What you will do
Copy all the records word for word, apart from any pictures.

Excerpted data
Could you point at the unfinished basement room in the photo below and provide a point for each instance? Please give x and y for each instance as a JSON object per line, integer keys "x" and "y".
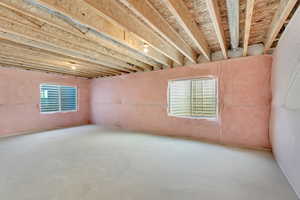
{"x": 149, "y": 100}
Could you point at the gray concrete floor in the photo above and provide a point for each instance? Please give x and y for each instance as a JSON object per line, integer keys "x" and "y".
{"x": 93, "y": 163}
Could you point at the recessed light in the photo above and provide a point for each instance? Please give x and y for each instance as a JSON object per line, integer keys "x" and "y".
{"x": 146, "y": 48}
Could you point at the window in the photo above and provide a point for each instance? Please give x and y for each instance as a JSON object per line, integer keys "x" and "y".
{"x": 57, "y": 98}
{"x": 193, "y": 98}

Output below
Could you point at the unfinished basement room in the photo below and provide a point for each instance? Please give x and y for each instance as a JSON object per line, integer keys "x" and "y".
{"x": 149, "y": 100}
Could you point at the gray concrete floor in the photo above and provide a point for each instance? Please give x and y for each instance as a JSON object per line, integer keys "x" and "y".
{"x": 93, "y": 163}
Could you point at the recessed light in the photo above and provide a point for each instance? Please give x and y for each instance as a JSON object per line, integer keys "x" and "y".
{"x": 146, "y": 48}
Could you point at the window in the photo above and provide a point for each instance? Please give x and y for each instance as a JSON object per line, integer keys "x" and "y".
{"x": 57, "y": 98}
{"x": 193, "y": 98}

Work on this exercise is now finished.